- _Description of the task_
For the records shown below, return an exact copy that excludes the pictures.

- _Referring expression pointing data_
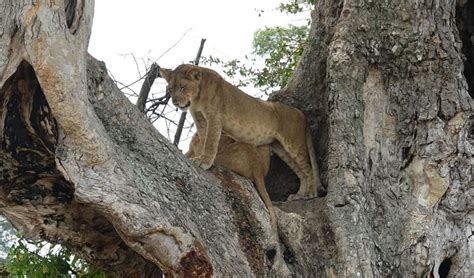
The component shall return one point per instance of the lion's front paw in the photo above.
(202, 163)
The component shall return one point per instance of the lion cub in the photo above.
(244, 159)
(217, 106)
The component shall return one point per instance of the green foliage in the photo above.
(295, 6)
(41, 259)
(280, 48)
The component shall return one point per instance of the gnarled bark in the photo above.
(384, 84)
(385, 91)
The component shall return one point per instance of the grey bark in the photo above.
(384, 90)
(82, 166)
(384, 85)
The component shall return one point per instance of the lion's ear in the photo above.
(165, 73)
(194, 74)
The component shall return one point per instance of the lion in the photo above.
(218, 106)
(244, 159)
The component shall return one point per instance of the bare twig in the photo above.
(151, 75)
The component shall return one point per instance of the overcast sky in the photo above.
(148, 28)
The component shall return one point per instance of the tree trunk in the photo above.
(383, 85)
(384, 91)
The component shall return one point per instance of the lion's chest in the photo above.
(250, 133)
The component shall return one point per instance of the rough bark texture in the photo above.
(385, 89)
(82, 166)
(383, 82)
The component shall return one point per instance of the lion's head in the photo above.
(183, 84)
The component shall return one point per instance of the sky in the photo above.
(129, 35)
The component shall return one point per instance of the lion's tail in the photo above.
(314, 164)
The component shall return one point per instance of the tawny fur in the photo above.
(217, 106)
(244, 159)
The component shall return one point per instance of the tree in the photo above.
(383, 87)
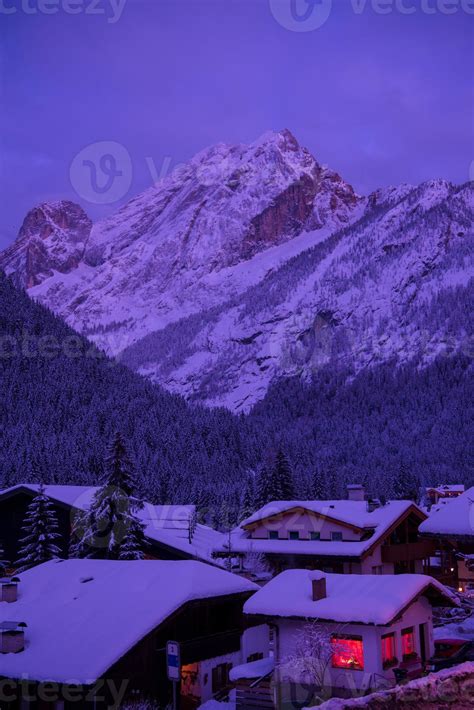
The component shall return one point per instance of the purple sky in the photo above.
(382, 98)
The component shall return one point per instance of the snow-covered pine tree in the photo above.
(282, 477)
(81, 544)
(118, 467)
(264, 489)
(406, 484)
(39, 542)
(110, 520)
(248, 502)
(132, 543)
(318, 488)
(3, 562)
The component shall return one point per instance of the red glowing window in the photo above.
(408, 643)
(347, 652)
(388, 649)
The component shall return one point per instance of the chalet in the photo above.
(352, 536)
(435, 493)
(450, 527)
(94, 632)
(172, 532)
(341, 633)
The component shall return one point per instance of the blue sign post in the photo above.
(173, 667)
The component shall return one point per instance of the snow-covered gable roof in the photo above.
(355, 513)
(165, 524)
(452, 516)
(447, 489)
(77, 629)
(354, 598)
(348, 512)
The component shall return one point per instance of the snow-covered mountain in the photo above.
(255, 262)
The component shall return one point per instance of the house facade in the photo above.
(352, 536)
(97, 631)
(342, 634)
(450, 528)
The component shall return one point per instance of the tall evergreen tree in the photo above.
(132, 543)
(282, 477)
(109, 528)
(318, 488)
(118, 467)
(406, 485)
(264, 491)
(39, 542)
(3, 562)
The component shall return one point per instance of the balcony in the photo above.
(407, 552)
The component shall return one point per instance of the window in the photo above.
(254, 657)
(347, 652)
(388, 651)
(220, 676)
(408, 643)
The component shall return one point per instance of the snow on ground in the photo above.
(450, 688)
(374, 599)
(74, 632)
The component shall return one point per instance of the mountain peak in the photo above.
(52, 238)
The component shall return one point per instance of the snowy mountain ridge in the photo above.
(252, 263)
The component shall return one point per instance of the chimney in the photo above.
(9, 589)
(12, 636)
(356, 491)
(319, 588)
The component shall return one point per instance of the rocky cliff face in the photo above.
(52, 238)
(255, 262)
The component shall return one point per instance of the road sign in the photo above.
(173, 661)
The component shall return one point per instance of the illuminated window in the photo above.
(347, 652)
(388, 650)
(408, 643)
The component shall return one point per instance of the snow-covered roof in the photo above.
(352, 598)
(350, 512)
(77, 629)
(165, 524)
(452, 516)
(446, 488)
(253, 669)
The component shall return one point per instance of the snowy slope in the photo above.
(254, 262)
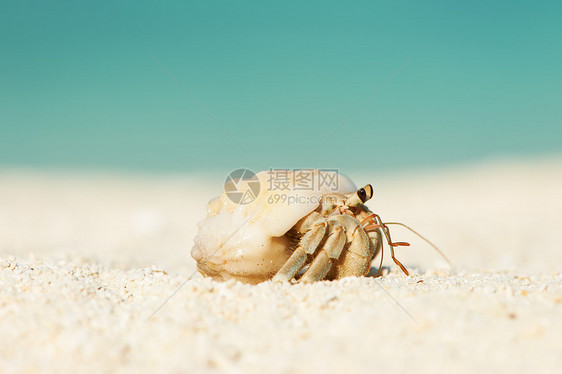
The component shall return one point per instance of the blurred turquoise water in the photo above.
(81, 86)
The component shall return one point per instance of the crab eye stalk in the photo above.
(361, 196)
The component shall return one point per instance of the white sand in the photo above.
(85, 260)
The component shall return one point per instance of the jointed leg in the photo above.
(372, 222)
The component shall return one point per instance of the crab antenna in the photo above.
(360, 196)
(423, 238)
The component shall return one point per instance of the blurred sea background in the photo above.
(115, 85)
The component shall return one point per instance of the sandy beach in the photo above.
(86, 259)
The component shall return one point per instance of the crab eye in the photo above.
(362, 194)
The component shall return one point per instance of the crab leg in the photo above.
(307, 246)
(330, 251)
(375, 222)
(356, 259)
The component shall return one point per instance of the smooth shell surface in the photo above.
(246, 241)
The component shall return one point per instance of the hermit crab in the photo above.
(286, 232)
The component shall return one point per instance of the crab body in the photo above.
(305, 235)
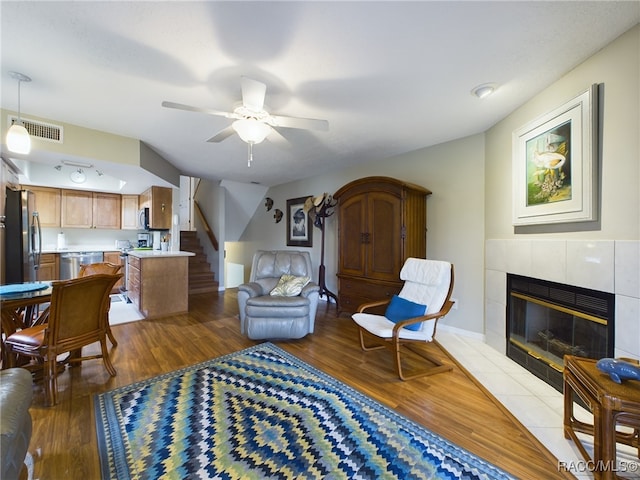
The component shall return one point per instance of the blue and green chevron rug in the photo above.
(263, 413)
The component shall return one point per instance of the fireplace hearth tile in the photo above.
(590, 264)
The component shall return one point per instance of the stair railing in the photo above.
(207, 229)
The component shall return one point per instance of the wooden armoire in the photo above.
(381, 222)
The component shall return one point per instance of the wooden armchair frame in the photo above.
(396, 341)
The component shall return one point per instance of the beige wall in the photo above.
(453, 171)
(617, 67)
(471, 183)
(84, 142)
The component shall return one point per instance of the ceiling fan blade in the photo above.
(295, 122)
(278, 139)
(189, 108)
(222, 134)
(253, 93)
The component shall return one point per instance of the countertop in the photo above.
(159, 253)
(111, 248)
(79, 248)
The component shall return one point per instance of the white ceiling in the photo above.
(390, 77)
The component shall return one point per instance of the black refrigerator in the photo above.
(23, 237)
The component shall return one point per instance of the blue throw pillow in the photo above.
(402, 309)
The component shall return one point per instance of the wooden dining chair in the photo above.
(77, 316)
(102, 267)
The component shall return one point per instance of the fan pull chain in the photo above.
(250, 154)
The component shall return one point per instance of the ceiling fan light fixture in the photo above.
(484, 90)
(251, 130)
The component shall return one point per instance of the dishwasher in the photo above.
(70, 262)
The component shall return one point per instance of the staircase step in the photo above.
(201, 278)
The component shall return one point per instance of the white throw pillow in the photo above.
(290, 285)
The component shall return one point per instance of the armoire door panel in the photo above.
(381, 222)
(352, 225)
(384, 221)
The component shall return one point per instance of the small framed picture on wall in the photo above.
(299, 228)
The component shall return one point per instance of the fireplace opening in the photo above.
(547, 320)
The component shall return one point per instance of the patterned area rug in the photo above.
(263, 413)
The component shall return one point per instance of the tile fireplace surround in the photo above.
(607, 265)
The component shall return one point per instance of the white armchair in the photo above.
(411, 316)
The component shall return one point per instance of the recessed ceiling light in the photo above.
(484, 90)
(73, 163)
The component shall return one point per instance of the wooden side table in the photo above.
(612, 404)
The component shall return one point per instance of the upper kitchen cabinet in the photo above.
(129, 215)
(81, 209)
(158, 200)
(47, 205)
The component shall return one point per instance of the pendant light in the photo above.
(18, 139)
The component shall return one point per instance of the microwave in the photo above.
(143, 219)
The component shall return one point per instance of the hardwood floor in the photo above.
(64, 442)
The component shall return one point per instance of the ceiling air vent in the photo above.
(44, 131)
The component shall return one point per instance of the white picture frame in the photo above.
(555, 164)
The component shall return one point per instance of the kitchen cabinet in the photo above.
(114, 258)
(129, 212)
(8, 179)
(49, 267)
(83, 209)
(159, 285)
(158, 200)
(381, 222)
(47, 205)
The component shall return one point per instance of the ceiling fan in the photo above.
(251, 121)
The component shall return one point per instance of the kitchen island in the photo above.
(158, 282)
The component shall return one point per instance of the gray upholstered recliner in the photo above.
(264, 316)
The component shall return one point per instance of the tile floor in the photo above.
(122, 312)
(538, 406)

- _Task answer_
The component shall return one point per instance of the lion's front paw in the photo above.
(202, 163)
The component shall return one point per instance of the lion cub in the photo above.
(244, 159)
(217, 106)
The component shall return one point per instance of the green foliage in the photo above.
(295, 6)
(41, 259)
(280, 48)
The component shall return one point per instance of the gnarled bark in the photo above.
(384, 84)
(385, 91)
The component shall return one point per instance of the grey bark in the photo above.
(384, 90)
(82, 166)
(384, 85)
The component shall return one point per instance of the lion's ear in the photo above.
(165, 73)
(194, 74)
The component shall return one point per instance of the lion in the photo above.
(218, 106)
(244, 159)
The component shall return one point per instance of the bare twig in the photo above.
(151, 75)
The component shall return one point per instance of the overcast sky in the photo above.
(148, 28)
The component shall return one point per instance of the tree trunk in the photo above.
(383, 85)
(384, 91)
The component shall return one point per instance of the lion's chest in the photo above.
(250, 133)
The component shall return one point per instance of the rough bark texture in the photo above.
(385, 89)
(82, 166)
(383, 82)
The component shall return one point per instance of the lion's head in the photo above.
(183, 84)
The component shall return one point per instance of the sky in the photo above.
(129, 35)
The component shall return one point per instance of the lion's tail in the photo above.
(314, 164)
The component shall return one point per instance of the tawny fur in the photo above.
(217, 106)
(244, 159)
The component shall return one point per instance of the tree in the photo above.
(383, 87)
The component shall return one point per instance of the purple sky in the photo above.
(382, 98)
The component shall return one point per instance of the snow-covered pine tree in the photo above.
(282, 477)
(81, 544)
(118, 467)
(264, 489)
(406, 484)
(39, 542)
(110, 520)
(248, 502)
(132, 543)
(318, 488)
(3, 562)
The component shall return one point per instance of the red glowing window in the photo above.
(408, 643)
(347, 652)
(388, 649)
The component shall return one point per instance of the chalet in the photo above.
(352, 536)
(435, 493)
(450, 527)
(94, 632)
(172, 532)
(341, 633)
The component shall return one point per instance of the blue sign post in the photo above.
(173, 667)
The component shall return one point per instance of the snow-covered gable roof in the photo above.
(355, 513)
(165, 524)
(452, 516)
(447, 489)
(77, 629)
(354, 598)
(348, 512)
The component shall return one point per instance of the snow-covered mountain in the photo above.
(255, 262)
The component shall return one point per instance of the house facade in the photo above.
(352, 536)
(97, 631)
(342, 634)
(450, 528)
The component shall return one point per instance of the tall evergreen tree in the photo above.
(132, 543)
(282, 477)
(109, 528)
(318, 488)
(118, 467)
(406, 485)
(264, 491)
(39, 542)
(3, 562)
The component shall return one point per instance of the balcony in the photo above.
(407, 552)
The component shall return one point per instance of the window in the photo above.
(254, 657)
(347, 652)
(388, 651)
(220, 676)
(408, 643)
The component shall return one point per instance of the snow on ground in the photo above.
(450, 688)
(374, 599)
(74, 632)
The component shall return one point per instance of the mountain peak in the photo above.
(52, 238)
The component shall return one point per instance of the snowy mountain ridge in the photo above.
(252, 263)
The component shall return one point per instance of the chimney in the photo above.
(9, 589)
(12, 636)
(356, 491)
(319, 588)
The component shall return one point per instance of the rocky cliff face in the photo above.
(52, 238)
(255, 262)
The component shall return one point per instance of the road sign in the photo above.
(173, 661)
The component shall return one point per instance of the illuminated window in the photo above.
(347, 652)
(388, 650)
(408, 643)
The component shall return one point per instance of the snow-covered roof in the photo above.
(352, 598)
(350, 512)
(77, 629)
(165, 524)
(452, 516)
(446, 488)
(253, 669)
The component shall return one point per instance of the snowy slope in the photo above.
(254, 262)
The component shall return one point per instance of the blurred turquoise water in the photo above.
(81, 86)
The component shall return one point per instance of the crab eye stalk in the photo above.
(361, 196)
The component shall return one point per instance of the white sand in the photo above.
(85, 260)
The component shall return one point per instance of the jointed leg in the photo above.
(372, 222)
The component shall return one point per instance of the crab antenna in the photo above.
(360, 196)
(423, 238)
The component shall return one point per instance of the blurred sea background in the photo above.
(115, 85)
The component shall return one point per instance of the sandy beach in the photo above.
(86, 259)
The component shall return one point per instance of the crab eye in the photo above.
(362, 194)
The component shall return one point per instance of the crab leg in the photo above.
(307, 246)
(330, 251)
(375, 222)
(356, 259)
The component shall return one point per instance of the smooth shell surface in the photo above.
(246, 241)
The component shall return one point per instance of the hermit crab in the photo above.
(286, 232)
The component shall return one point per instance of the crab body in the photo above.
(305, 235)
The component shall return one point per instance of the blue and green chevron rug in the photo above.
(263, 413)
The component shall return one point per instance of the fireplace hearth tile in the photo above.
(590, 264)
The component shall return one point per instance of the stair railing in the photo above.
(207, 229)
The component shall return one point per instance of the wooden armoire in the photo above.
(381, 222)
The component shall return one point per instance of the wooden armchair frame in the photo above.
(396, 341)
The component shall return one point per instance of the beige wall in the photo above.
(453, 171)
(617, 67)
(471, 183)
(84, 142)
The component shall return one point per instance of the ceiling fan blade in the photo above.
(295, 122)
(278, 139)
(189, 108)
(222, 134)
(253, 93)
The component shall return one point per instance of the countertop in the photo above.
(159, 253)
(111, 248)
(79, 248)
The component shall return one point per instance of the white ceiling in the photo above.
(390, 77)
The component shall return one point per instance of the black refrigerator in the photo above.
(23, 237)
The component shall return one point per instance of the blue throw pillow in the photo above.
(402, 309)
The component shall return one point per instance of the wooden dining chair in the photo above.
(77, 316)
(102, 267)
The component shall return one point per instance of the fan pull chain in the photo above.
(250, 154)
The component shall return one point per instance of the ceiling fan light fixture in the photo above.
(484, 90)
(251, 130)
The component shall return one point per instance of the dishwasher in the photo above.
(70, 262)
The component shall return one point per instance of the staircase step in the photo above.
(201, 278)
The component shall return one point per instance of the white throw pillow in the photo above.
(290, 285)
The component shall return one point per instance of the armoire door panel in the photo above.
(381, 222)
(352, 225)
(384, 221)
The component shall return one point per instance of the small framed picture on wall in the photo above.
(299, 228)
The component shall return one point per instance of the fireplace opening in the photo above.
(547, 320)
The component shall return one point per instance of the patterned area rug in the photo above.
(263, 413)
The component shall return one point per instance of the tile fireplace surround in the photo above.
(607, 265)
The component shall return one point per instance of the white armchair in the photo above.
(411, 316)
The component shall return one point per instance of the recessed ceiling light in the photo above.
(484, 90)
(73, 163)
The component shall return one point per instance of the wooden side table in the photo above.
(612, 404)
The component shall return one point per instance of the upper kitchen cabinet in the photo above.
(129, 215)
(81, 209)
(158, 200)
(47, 205)
The component shall return one point per instance of the pendant light in the photo above.
(18, 139)
The component shall return one point per instance of the microwave in the photo above.
(143, 219)
The component shall return one point per instance of the hardwood floor in the photo above.
(64, 442)
The component shall return one point per instance of the ceiling air vent in the photo above.
(44, 131)
The component shall return one point per instance of the white picture frame in the photo above.
(555, 164)
The component shall return one point per instance of the kitchen cabinet in the photo above.
(114, 258)
(129, 212)
(8, 179)
(49, 267)
(83, 209)
(159, 285)
(158, 200)
(381, 222)
(47, 205)
The component shall return one point per instance of the ceiling fan in the photo above.
(251, 121)
The component shall return one point per instance of the kitchen island in the photo above.
(158, 282)
The component shall return one point per instance of the gray upholstered recliner in the photo above.
(264, 316)
The component shall return one point per instance of the tile floor in the photo above.
(122, 312)
(538, 406)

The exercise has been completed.